■ Exercise objective ■
Copy the listing from the line containing "Each instance receives one point. Mark the sandy beach" through the end of the listing, changing "plastic litter" to "plastic debris" and leaving everything else unchanged. Give only those lines.

— begin —

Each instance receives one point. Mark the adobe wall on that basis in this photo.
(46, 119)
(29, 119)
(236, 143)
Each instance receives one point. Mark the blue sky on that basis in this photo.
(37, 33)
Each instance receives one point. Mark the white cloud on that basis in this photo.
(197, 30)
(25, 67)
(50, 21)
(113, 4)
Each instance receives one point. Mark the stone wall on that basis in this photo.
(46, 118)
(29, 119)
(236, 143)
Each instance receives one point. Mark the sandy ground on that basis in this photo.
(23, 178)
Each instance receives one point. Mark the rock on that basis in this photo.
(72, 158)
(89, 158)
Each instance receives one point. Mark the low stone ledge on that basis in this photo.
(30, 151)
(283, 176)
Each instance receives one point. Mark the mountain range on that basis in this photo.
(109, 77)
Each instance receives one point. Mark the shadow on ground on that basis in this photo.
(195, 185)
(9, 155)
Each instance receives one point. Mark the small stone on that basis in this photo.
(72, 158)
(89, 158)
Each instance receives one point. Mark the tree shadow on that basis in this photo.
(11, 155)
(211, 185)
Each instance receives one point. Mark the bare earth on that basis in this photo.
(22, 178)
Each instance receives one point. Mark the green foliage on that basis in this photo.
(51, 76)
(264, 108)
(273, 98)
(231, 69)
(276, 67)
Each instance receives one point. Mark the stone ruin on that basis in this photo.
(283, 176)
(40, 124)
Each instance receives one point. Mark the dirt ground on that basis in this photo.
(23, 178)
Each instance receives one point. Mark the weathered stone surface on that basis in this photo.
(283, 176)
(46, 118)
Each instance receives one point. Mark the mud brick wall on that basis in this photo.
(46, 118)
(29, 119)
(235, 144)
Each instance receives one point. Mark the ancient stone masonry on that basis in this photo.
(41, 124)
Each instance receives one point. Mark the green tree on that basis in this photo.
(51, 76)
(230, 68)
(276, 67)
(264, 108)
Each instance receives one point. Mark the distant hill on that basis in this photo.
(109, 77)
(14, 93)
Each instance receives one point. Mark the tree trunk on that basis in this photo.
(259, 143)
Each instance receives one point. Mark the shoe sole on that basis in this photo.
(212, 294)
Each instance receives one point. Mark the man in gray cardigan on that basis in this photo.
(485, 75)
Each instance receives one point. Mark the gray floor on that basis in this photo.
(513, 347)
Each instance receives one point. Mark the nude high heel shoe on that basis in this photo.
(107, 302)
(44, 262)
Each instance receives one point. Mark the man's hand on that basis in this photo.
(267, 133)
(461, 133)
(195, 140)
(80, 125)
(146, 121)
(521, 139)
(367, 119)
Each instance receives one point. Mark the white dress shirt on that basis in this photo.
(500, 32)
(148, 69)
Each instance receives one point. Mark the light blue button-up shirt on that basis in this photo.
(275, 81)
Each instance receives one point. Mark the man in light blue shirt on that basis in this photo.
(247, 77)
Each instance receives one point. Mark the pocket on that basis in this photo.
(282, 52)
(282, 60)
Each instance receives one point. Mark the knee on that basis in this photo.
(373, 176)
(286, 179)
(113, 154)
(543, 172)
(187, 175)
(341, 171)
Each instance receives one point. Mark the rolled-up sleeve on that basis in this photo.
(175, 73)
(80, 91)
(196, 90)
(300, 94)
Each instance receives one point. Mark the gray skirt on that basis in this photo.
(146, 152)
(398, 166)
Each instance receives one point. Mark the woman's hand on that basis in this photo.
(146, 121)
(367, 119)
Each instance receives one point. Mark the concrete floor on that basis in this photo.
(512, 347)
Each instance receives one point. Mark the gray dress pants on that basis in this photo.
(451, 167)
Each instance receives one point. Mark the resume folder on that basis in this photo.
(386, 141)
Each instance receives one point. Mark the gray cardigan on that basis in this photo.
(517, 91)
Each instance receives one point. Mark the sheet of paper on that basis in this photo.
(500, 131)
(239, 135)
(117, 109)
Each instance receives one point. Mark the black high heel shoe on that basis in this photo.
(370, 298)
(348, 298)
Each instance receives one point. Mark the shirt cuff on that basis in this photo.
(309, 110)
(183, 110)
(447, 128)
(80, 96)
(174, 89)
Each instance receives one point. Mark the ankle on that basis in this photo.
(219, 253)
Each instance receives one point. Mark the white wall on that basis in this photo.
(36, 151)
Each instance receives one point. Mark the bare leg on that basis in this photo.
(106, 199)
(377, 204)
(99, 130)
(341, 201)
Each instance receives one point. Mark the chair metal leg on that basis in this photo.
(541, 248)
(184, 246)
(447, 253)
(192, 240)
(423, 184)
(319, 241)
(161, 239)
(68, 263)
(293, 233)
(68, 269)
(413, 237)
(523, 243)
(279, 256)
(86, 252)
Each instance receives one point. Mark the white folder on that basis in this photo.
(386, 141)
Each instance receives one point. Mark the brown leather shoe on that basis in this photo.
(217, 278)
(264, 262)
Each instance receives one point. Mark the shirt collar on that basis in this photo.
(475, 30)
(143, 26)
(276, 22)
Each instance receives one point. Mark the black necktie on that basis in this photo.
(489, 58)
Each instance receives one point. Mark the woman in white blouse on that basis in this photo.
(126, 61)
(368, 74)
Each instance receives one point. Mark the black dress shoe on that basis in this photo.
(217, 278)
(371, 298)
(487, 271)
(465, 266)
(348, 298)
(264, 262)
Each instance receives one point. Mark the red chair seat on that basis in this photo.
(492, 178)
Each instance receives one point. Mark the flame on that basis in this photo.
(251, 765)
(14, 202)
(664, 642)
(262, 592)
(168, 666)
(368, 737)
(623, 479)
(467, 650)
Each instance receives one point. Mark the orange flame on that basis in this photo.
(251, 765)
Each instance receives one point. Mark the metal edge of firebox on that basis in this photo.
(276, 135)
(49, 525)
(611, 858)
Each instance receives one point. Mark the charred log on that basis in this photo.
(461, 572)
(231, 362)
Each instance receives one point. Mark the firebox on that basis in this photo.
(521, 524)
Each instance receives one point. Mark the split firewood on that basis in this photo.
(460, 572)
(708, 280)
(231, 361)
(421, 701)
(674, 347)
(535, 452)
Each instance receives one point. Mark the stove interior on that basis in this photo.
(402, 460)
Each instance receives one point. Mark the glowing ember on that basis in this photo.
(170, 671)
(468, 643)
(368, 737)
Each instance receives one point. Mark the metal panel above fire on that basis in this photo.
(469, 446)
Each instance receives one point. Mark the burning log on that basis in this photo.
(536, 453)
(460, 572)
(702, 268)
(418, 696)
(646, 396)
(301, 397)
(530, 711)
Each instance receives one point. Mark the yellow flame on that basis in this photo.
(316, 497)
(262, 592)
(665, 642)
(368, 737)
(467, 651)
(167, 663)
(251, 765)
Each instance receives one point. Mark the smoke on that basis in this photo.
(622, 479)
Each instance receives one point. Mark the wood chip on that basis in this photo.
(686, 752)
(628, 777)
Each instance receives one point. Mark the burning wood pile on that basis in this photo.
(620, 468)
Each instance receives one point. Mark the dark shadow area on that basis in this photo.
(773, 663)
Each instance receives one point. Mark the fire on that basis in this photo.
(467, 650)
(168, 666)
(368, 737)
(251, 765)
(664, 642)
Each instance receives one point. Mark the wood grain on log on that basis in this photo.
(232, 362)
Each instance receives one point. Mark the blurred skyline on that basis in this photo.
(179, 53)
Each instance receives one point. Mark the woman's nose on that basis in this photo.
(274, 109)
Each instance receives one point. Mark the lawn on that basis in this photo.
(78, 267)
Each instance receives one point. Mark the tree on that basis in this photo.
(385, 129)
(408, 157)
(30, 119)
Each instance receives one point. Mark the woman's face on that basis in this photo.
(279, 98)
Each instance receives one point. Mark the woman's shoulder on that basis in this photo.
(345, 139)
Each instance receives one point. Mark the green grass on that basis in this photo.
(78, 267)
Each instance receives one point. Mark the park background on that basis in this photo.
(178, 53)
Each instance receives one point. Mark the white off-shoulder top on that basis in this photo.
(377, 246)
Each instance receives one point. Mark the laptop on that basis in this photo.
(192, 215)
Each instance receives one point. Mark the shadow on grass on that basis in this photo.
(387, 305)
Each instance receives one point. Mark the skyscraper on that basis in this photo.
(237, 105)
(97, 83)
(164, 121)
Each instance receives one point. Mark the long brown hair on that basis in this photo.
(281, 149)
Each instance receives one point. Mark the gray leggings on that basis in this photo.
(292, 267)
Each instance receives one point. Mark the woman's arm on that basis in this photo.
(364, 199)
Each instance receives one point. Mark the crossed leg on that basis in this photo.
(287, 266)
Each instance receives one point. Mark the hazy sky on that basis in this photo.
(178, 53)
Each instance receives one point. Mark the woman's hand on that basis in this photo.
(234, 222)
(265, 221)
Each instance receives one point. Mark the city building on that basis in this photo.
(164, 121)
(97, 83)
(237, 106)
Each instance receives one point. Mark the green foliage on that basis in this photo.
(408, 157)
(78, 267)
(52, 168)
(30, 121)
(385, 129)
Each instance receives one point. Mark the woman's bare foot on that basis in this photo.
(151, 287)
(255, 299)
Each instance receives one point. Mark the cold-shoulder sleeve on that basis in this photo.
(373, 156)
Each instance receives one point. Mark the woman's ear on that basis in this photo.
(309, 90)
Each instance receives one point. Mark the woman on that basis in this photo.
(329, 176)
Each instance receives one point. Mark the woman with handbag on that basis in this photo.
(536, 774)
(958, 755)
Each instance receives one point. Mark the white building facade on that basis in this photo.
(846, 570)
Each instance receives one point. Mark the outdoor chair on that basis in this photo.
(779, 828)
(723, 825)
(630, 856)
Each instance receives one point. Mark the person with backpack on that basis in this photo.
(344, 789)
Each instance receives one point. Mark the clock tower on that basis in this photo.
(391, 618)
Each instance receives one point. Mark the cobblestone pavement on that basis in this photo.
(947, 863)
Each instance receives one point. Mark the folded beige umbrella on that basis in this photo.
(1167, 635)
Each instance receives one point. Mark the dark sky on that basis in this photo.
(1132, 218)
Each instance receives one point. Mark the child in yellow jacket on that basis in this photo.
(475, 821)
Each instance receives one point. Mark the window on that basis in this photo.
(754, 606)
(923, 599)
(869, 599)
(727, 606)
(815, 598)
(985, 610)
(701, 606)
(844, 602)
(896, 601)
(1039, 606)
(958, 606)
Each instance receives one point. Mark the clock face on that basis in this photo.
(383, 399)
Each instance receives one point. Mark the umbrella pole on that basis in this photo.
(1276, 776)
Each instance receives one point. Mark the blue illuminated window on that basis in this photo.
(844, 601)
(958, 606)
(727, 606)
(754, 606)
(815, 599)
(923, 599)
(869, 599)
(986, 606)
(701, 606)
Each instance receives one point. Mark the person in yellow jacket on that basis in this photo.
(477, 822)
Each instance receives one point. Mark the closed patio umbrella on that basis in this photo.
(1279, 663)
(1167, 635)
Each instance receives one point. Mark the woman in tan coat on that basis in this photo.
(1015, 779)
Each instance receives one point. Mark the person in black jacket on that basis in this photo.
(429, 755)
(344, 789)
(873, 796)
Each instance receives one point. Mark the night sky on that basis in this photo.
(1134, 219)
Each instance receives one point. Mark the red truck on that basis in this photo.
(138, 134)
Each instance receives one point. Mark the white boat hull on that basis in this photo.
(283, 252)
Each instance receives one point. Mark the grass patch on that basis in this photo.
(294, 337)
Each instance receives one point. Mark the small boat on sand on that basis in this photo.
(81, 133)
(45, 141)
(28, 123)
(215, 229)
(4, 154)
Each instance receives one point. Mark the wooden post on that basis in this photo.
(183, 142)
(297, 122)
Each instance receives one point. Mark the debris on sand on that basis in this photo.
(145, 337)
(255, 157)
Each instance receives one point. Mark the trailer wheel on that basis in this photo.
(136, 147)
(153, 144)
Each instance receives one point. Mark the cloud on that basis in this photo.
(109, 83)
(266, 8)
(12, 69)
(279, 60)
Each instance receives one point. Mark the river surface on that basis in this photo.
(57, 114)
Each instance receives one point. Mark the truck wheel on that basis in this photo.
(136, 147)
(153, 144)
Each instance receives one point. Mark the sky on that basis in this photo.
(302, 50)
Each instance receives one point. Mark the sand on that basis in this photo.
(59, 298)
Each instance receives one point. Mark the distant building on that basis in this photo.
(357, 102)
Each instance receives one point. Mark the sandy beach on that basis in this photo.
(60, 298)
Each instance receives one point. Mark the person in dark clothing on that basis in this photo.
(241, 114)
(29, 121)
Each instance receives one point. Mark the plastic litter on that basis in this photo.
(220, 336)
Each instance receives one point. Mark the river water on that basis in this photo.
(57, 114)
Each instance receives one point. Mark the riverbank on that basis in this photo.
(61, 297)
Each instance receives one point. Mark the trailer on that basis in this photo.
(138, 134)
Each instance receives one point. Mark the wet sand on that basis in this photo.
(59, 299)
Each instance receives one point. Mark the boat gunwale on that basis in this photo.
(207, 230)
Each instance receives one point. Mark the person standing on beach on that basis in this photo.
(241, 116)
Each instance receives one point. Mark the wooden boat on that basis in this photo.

— end —

■ Task solution ■
Each instance receives one point. Mark the sandy beach on that basis in this photo.
(60, 298)
Each instance receives one point. Mark the person in dark clothing on that basis in this photo.
(241, 114)
(29, 121)
Each instance receives one point. Mark the plastic debris on that basis in this photo.
(220, 336)
Each instance receives one point. Mark the river water on that basis in this photo.
(57, 114)
Each instance receives one point. Mark the riverbank on that basis in this photo.
(61, 297)
Each instance receives one point. Mark the trailer on that basis in this photo.
(138, 134)
Each instance receives one point. Mark the wet sand on that basis in this photo.
(59, 299)
Each instance receives one point. Mark the boat gunwale on that basis in this photo.
(207, 230)
Each instance receives one point. Mark the person standing on beach on that basis in this photo.
(241, 116)
Each instance receives one point. Mark the wooden boat on that basis in this photo.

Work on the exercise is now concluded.